> **TASK PROMPT**: No line of the records may be dropped; print them all again exactly.

(Data extracted from a collection)
^^^^^^^^

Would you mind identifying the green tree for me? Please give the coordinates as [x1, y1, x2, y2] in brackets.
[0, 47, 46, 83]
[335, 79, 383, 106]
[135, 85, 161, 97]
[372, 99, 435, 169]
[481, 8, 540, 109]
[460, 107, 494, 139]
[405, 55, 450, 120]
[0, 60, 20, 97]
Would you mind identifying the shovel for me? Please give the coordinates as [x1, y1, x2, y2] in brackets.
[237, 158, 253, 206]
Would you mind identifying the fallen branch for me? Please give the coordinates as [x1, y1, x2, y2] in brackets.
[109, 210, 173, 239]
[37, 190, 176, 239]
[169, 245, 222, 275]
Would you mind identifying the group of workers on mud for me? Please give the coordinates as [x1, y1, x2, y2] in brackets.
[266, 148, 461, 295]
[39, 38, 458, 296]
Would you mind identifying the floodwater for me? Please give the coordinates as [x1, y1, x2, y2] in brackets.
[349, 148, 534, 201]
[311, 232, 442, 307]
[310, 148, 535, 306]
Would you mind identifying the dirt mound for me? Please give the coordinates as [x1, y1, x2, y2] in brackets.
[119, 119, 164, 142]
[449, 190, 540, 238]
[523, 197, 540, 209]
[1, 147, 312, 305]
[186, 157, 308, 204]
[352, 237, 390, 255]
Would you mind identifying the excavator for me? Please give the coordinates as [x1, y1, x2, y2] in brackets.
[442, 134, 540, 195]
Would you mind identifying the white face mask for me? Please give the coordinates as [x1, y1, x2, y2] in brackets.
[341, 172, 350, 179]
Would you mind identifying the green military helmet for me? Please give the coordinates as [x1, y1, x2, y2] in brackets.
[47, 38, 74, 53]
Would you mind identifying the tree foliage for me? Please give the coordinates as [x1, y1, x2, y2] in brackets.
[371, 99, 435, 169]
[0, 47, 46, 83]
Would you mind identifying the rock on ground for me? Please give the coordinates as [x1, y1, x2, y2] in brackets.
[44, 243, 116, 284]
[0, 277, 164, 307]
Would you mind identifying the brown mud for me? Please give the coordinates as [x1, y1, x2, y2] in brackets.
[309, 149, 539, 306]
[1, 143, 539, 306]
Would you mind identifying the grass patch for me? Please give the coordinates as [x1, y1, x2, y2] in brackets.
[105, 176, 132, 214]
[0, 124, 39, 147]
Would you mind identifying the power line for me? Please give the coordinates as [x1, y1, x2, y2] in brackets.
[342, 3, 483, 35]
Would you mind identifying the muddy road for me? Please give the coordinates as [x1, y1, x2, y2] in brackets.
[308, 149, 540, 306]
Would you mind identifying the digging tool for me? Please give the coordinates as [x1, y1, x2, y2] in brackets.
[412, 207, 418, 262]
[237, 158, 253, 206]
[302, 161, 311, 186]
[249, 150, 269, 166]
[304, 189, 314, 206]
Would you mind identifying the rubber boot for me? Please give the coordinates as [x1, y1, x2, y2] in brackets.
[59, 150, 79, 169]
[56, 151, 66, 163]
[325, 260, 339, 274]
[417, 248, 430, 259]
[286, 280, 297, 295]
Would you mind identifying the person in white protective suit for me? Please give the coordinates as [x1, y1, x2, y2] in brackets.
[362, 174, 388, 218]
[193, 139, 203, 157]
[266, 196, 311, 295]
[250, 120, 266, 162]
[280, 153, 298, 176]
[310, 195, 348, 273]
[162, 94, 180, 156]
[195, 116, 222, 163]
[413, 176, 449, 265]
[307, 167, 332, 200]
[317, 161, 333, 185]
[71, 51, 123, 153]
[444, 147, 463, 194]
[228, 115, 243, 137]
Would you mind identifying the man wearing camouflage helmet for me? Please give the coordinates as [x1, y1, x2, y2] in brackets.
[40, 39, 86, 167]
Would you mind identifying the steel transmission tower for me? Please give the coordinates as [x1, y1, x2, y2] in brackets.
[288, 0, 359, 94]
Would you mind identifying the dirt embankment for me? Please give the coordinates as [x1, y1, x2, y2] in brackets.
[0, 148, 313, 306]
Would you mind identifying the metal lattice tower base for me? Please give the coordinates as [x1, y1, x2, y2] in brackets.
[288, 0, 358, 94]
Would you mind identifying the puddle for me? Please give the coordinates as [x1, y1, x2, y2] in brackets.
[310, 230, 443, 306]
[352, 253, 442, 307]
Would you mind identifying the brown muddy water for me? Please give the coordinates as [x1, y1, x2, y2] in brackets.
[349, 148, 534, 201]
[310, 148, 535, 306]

^^^^^^^^

> **RESPONSE TO THIS TASK**:
Would you mind identifying the green tree for me? Please give the coordinates as [x1, y1, x2, y2] in brackets.
[0, 47, 46, 83]
[335, 79, 383, 106]
[135, 85, 161, 97]
[372, 99, 435, 169]
[481, 8, 540, 109]
[460, 107, 494, 139]
[405, 55, 450, 120]
[0, 60, 20, 97]
Would you mind identifying the shovel for me? Please give the coordinates as [x1, y1, x2, y2] in brackets.
[237, 158, 253, 206]
Would you mind identifying the fallen branch for me? Please give the coordinates as [x1, y1, x2, y2] in brackets.
[109, 210, 173, 239]
[37, 190, 176, 239]
[169, 245, 222, 275]
Would you mind identifying the group of workers on mud for me? Please give the coordinates as [x1, y1, x2, y2] in brackets.
[266, 148, 461, 295]
[39, 38, 458, 296]
Would you mind identifying the floodwater for me? Please give the coordinates as [x1, y1, x2, y2] in brackets.
[349, 148, 534, 201]
[311, 232, 442, 307]
[310, 148, 535, 306]
Would you mind identifying the dirt mound for me? Please give the coordinates as [x1, y1, x2, y2] in brackets.
[119, 119, 164, 142]
[449, 190, 540, 238]
[523, 197, 540, 209]
[1, 147, 312, 305]
[186, 157, 308, 204]
[352, 237, 390, 255]
Would you mind identifying the excavator for me? Please give the coordinates as [x1, y1, x2, y2] in brackets.
[442, 134, 540, 195]
Would you mind identifying the white face mask for me? Please give the coordinates as [x1, y1, x2, y2] in brackets.
[341, 172, 350, 179]
Would you mind identifying the green military helmet for me? Please give the coordinates as [x1, y1, x2, y2] in brackets.
[47, 38, 74, 53]
Would you mind identifying the tree foliage for me? Please give the coordinates as [x1, y1, x2, y2] in brackets.
[371, 99, 435, 169]
[0, 47, 46, 83]
Would you mind identifying the rock on ground for me? Please give the coordinates as [x1, y1, x2, y2] in brackets.
[44, 243, 116, 284]
[0, 277, 164, 307]
Would you mind identifying the brown mud for me? Please give the coordinates as [x1, y1, x2, y2] in brackets.
[309, 149, 539, 306]
[1, 143, 539, 306]
Would you mind identifying the grass patch for me? Please give the coordinates as [x1, y1, x2, y2] in brackets.
[105, 176, 132, 214]
[0, 124, 39, 147]
Would you mind identifying the power line for me? Please give the coordinates as [x1, y1, x2, y2] in brackets.
[342, 3, 483, 35]
Would you mind identifying the muddy road for me? Please give the coordinates as [x1, y1, x2, y2] in brackets.
[308, 149, 540, 306]
Would you mind identifying the digging tool for me? Please give the coordinates as [x1, y1, x2, y2] in brackets.
[412, 207, 418, 262]
[237, 158, 253, 206]
[302, 161, 311, 186]
[249, 150, 269, 166]
[304, 189, 314, 206]
Would you mind identifying the rubber boot for me? Please give the coordinates as [x1, y1, x2, y2] in brackets.
[59, 150, 79, 169]
[56, 151, 66, 163]
[325, 260, 339, 274]
[417, 248, 430, 259]
[286, 280, 297, 295]
Would you mind identifying the person in white protective suit for me? Please give the coordinates as [x1, y1, x2, y2] in brackets.
[362, 174, 388, 218]
[193, 139, 203, 157]
[266, 196, 311, 295]
[250, 120, 266, 162]
[280, 153, 298, 176]
[310, 195, 348, 273]
[162, 94, 180, 156]
[195, 116, 222, 163]
[413, 176, 449, 265]
[307, 167, 332, 200]
[317, 161, 333, 185]
[71, 51, 123, 153]
[444, 147, 463, 194]
[228, 115, 243, 137]
Would you mind identifying the man wearing camouflage helmet for me? Please give the coordinates as [x1, y1, x2, y2] in brackets.
[40, 39, 86, 167]
Would you mind identifying the steel transmission tower for me? Please give the coordinates as [x1, y1, x2, y2] in brackets.
[288, 0, 359, 94]
Would you mind identifying the dirt embankment for me? Please give the coordinates as [x1, y1, x2, y2] in brackets.
[0, 148, 313, 306]
Would you mind identifying the metal lattice tower base for me? Please give the coordinates as [x1, y1, x2, y2] in brackets.
[288, 0, 358, 94]
Would you mind identifying the puddle for me? Please give the coordinates as [x1, y1, x2, y2] in brackets.
[310, 230, 443, 306]
[352, 253, 442, 307]
Would you mind identifying the brown muddy water for me? Please give the coordinates as [x1, y1, x2, y2] in brackets.
[349, 148, 534, 201]
[310, 148, 535, 306]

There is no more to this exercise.